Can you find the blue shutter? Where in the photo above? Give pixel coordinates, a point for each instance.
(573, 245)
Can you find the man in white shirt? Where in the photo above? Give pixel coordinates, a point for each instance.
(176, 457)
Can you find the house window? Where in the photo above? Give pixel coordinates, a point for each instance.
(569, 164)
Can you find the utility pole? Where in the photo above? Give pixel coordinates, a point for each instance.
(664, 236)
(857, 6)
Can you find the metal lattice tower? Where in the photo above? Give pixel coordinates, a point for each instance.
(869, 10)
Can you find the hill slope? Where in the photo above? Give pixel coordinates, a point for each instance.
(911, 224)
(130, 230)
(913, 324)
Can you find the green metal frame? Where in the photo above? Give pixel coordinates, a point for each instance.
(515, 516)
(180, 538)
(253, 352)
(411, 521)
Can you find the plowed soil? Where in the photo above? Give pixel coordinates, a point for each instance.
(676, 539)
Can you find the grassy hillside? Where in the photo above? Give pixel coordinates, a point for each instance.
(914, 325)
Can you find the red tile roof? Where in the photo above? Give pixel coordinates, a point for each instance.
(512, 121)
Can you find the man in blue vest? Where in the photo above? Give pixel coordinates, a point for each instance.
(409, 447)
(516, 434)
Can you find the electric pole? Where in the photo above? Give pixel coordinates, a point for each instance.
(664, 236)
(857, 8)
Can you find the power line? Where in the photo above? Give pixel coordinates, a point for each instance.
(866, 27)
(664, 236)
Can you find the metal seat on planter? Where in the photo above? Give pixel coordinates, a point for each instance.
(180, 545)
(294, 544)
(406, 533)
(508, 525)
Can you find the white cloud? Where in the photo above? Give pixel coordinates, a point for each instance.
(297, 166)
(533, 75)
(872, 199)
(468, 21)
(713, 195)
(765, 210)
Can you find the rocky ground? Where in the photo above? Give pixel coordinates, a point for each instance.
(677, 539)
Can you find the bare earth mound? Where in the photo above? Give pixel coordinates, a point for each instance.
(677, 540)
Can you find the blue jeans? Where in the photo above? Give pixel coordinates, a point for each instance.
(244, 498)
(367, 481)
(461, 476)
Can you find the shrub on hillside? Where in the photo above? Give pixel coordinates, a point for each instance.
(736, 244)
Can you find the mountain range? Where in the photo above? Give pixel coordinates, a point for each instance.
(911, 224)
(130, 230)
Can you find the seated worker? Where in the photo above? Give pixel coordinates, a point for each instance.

> PROBLEM REQUIREMENTS: Repeat exactly, and only, the lines from the line containing "Can you find the mountain" through the last line of the records above, both included.

> RESULT FOR THIS EXERCISE:
Can you find the mountain range? Where in the photo above? Give pixel coordinates, a point for each instance.
(911, 224)
(130, 230)
Can you find the seated worker? Where in the photo above? Give pixel coordinates, a point for each instance.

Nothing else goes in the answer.